[Natural language region descriptions]
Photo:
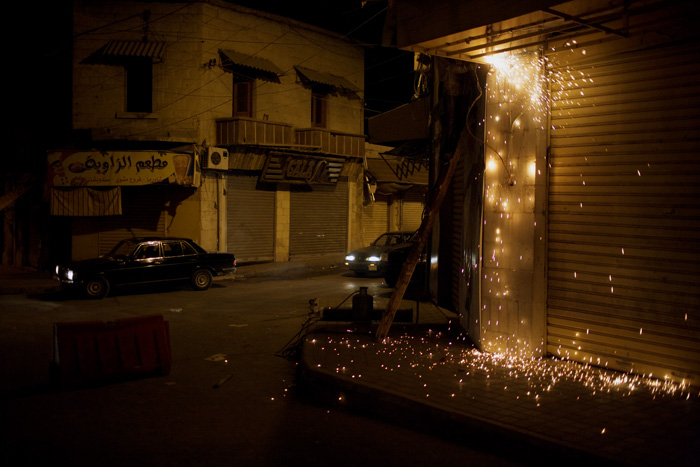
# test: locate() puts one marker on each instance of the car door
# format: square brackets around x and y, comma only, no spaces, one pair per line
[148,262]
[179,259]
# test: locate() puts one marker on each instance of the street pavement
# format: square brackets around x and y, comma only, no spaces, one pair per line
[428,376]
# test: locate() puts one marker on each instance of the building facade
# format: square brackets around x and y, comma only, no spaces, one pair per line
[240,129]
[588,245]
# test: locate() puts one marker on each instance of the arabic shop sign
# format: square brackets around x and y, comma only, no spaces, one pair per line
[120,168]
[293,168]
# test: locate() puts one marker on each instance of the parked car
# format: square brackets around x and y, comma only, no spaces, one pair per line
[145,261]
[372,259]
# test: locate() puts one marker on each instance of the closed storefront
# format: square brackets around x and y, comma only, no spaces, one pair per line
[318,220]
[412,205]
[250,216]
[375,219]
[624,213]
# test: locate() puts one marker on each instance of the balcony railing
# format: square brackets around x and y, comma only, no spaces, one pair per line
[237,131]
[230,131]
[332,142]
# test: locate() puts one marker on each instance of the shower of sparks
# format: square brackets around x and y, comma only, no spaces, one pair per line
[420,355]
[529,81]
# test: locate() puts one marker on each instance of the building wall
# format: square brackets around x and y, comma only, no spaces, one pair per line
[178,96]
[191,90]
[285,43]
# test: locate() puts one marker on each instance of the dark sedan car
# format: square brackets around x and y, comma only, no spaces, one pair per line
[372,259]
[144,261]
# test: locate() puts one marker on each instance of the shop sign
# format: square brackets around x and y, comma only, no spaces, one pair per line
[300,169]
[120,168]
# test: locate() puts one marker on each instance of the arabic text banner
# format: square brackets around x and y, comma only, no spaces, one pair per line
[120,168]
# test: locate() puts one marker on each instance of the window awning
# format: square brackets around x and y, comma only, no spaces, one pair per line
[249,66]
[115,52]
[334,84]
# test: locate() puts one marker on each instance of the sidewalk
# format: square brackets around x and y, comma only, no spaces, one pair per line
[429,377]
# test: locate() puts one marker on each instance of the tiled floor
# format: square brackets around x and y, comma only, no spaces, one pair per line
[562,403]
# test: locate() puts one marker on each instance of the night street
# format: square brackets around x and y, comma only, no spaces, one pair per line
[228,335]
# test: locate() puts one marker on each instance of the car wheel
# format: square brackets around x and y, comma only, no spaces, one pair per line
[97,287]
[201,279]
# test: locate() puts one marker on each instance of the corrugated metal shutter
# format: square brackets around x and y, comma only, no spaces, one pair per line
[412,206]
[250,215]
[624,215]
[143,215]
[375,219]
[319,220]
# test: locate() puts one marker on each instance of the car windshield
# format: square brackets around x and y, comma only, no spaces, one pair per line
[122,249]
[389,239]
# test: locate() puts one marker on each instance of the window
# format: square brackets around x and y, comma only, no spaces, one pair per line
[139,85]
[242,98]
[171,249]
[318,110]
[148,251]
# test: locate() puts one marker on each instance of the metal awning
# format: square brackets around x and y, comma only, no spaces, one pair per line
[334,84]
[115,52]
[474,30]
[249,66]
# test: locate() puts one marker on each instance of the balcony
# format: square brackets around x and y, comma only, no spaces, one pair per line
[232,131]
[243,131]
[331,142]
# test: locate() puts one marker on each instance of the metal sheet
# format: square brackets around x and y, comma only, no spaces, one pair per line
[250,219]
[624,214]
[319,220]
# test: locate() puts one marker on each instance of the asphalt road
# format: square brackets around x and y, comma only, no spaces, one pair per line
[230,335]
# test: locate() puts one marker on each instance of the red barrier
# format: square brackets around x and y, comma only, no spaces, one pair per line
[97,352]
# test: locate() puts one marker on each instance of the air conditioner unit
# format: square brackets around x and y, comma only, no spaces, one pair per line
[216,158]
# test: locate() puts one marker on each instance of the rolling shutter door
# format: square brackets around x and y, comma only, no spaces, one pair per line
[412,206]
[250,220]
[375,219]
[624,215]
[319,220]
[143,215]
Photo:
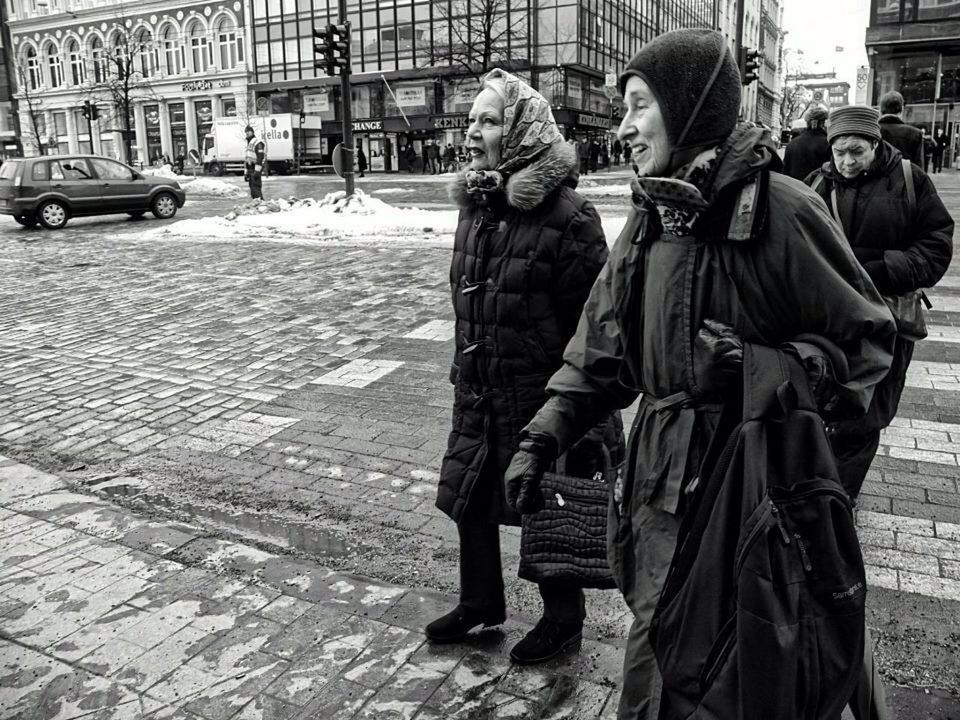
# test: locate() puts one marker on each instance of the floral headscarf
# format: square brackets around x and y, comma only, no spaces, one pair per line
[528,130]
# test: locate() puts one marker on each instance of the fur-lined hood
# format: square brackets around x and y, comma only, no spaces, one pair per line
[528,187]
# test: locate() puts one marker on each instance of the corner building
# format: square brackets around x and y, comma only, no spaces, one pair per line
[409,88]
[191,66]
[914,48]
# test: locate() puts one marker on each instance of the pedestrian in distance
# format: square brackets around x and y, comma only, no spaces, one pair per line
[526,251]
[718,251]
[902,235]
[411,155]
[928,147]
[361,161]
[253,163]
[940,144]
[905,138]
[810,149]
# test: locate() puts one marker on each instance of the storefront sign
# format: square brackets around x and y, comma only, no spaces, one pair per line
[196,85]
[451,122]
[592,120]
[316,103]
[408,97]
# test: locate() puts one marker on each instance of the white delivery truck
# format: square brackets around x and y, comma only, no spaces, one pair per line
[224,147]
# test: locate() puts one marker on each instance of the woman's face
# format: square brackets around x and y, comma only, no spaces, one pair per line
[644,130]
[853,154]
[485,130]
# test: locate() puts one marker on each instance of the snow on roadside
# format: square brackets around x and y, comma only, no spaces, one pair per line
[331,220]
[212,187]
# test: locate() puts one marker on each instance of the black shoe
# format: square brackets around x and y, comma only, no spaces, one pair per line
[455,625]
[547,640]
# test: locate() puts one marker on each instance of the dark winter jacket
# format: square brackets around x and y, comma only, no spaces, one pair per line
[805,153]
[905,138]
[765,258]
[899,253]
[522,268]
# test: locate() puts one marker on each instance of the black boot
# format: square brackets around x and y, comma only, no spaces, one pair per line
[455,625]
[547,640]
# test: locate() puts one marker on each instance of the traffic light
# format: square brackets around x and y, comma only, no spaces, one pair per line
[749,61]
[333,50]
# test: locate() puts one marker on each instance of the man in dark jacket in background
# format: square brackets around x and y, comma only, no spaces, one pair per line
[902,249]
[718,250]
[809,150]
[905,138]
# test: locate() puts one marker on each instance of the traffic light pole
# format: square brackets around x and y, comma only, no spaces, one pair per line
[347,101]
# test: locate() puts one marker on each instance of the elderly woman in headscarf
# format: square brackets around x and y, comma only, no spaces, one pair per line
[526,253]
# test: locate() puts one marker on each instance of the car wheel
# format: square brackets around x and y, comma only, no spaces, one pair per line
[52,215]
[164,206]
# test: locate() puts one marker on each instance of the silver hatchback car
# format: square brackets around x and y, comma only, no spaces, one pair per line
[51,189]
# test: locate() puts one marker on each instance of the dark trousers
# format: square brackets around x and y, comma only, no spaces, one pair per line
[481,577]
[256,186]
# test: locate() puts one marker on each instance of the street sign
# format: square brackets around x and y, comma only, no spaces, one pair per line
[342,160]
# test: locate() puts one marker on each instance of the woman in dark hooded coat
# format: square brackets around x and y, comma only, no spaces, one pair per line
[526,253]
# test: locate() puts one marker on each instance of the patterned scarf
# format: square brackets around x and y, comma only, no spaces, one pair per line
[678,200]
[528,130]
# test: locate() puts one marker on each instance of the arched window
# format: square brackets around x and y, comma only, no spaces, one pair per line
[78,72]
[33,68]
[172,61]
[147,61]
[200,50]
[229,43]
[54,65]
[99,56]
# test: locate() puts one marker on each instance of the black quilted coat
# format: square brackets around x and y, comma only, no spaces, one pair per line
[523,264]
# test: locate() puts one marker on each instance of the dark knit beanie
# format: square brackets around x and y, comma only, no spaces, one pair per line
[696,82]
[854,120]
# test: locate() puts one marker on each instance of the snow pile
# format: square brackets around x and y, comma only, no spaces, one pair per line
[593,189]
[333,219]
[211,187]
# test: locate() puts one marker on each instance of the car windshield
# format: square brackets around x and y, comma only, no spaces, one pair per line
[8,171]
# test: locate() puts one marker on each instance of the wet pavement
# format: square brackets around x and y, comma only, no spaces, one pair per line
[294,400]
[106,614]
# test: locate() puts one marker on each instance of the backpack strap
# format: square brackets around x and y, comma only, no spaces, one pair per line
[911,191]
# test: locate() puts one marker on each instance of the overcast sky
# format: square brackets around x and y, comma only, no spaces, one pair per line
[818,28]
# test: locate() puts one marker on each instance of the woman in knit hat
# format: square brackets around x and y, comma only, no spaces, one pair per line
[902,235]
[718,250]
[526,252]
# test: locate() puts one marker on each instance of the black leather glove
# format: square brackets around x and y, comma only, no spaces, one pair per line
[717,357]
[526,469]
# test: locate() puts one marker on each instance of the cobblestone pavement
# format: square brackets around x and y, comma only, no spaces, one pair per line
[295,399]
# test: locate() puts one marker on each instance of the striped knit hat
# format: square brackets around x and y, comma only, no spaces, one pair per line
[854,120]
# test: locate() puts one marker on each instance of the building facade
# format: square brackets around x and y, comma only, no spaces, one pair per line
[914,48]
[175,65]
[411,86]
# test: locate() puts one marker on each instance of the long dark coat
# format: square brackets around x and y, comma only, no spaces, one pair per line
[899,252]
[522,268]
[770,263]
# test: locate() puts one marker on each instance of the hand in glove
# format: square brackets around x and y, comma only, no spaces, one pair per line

Task to complete
Each line above with the string "black" in it should be located and copied.

Task answer
# test: locate() puts one marker on each instance of the black shoe
# test: locate() puts one marker on each instance of the black boot
# test: locate() puts one marker on each instance of the black quilted coat
# test: locate() puts one marker on each instance of the black leather glove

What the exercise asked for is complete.